• [SOURCE EXTRACT]:
****************

# Finding, Picking Wood and other genral questions.



## vile8 (Apr 30, 2011)

Hi everyone, Ive been looking for a forum to get into for advice and general help and this site seems to be very active. 

I am looking for general help in all areas. With the exception of wood shop in high school, my woodworking has been nil. 

I am a graphic designer and animator by trade so its easy for me to conceptualize ideas an model them in 3d and get a good picture of what the final outcome should be.

Ive been practicing various joints and stuff with scraps so I feel pretty comfortable when it comes to actually getting down to business, but im sure i will be back in here when the time comes lol.

On to my dilemma, my first project is a tv stand. Ive designed it and modeled it It will be framed in walnut with maple panels on the cabinet and maple top.

My big question now is finding wood. I want the frame an inch thick but i cant find 1 inch thick walnut anywhere. In fact, I cant find 1 inch thick anything except pine... 

i also need 2x2 walnut for the corner posts. 

Also, the stand has 2 doors framed in walnut with maple panel that is 12inch wide but i can find 12 inch wide maple.

Am I looking in the wrong places. I live in Cincinnati.

Thomas


----------



## b sco (Nov 8, 2010)

You are probably going to have to glue up panels and 2x2s.
There used to be a big lumber co. called Shiels Lumber Co. in Cinci
Maybe they are still in business.


----------



## ACP (Jan 24, 2009)

Don't go to the box stores, find a sawmill or lumber yard. They can thickness it for you. Failing in that, I second the glue up advise. You may glue up the 2 x 2 stuff anyways, you'll actually gain stability of wood movement with that set up over 2 inch thick wood.

****************

• [GIVEN ENTRIES]:
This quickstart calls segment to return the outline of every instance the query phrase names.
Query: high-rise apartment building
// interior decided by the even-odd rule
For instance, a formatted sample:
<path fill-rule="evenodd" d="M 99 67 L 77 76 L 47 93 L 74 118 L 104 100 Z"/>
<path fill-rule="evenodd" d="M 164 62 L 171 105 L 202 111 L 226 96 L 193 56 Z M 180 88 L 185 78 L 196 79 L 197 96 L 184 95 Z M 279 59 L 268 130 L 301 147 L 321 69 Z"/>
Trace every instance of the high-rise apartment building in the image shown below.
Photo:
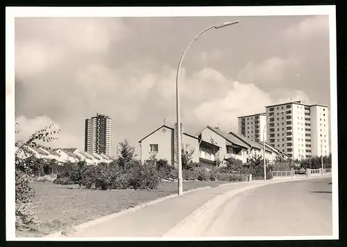
<path fill-rule="evenodd" d="M 266 106 L 267 142 L 294 159 L 328 154 L 328 106 L 302 101 Z"/>
<path fill-rule="evenodd" d="M 96 113 L 85 120 L 85 151 L 111 156 L 112 119 Z"/>
<path fill-rule="evenodd" d="M 264 127 L 266 122 L 266 113 L 239 117 L 239 134 L 255 141 L 266 141 L 266 129 L 263 136 Z"/>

****************

• [EXERCISE TASK A]:
In the woodworking thread, how thick does the first poster want the frame of the tv stand to be?
• [EXERCISE TASK B]:
For each statement, say whether it agrees with the woodworking thread, answering yes or no and quoting the words of the thread that decide it. (i) The first poster is a graphic designer and animator by trade. (ii) One reply recommends buying the wood at the box stores. (iii) The top of the tv stand will be walnut.
The rows have nothing to do with what follows.

• [EXERCISE OUTPUT A]:
An inch thick.

• [EXERCISE OUTPUT B]:
(i) Yes: "I am a graphic designer and animator by trade"
(ii) No: "Don't go to the box stores, find a sawmill or lumber yard."
(iii) No: "with maple panels on the cabinet and maple top"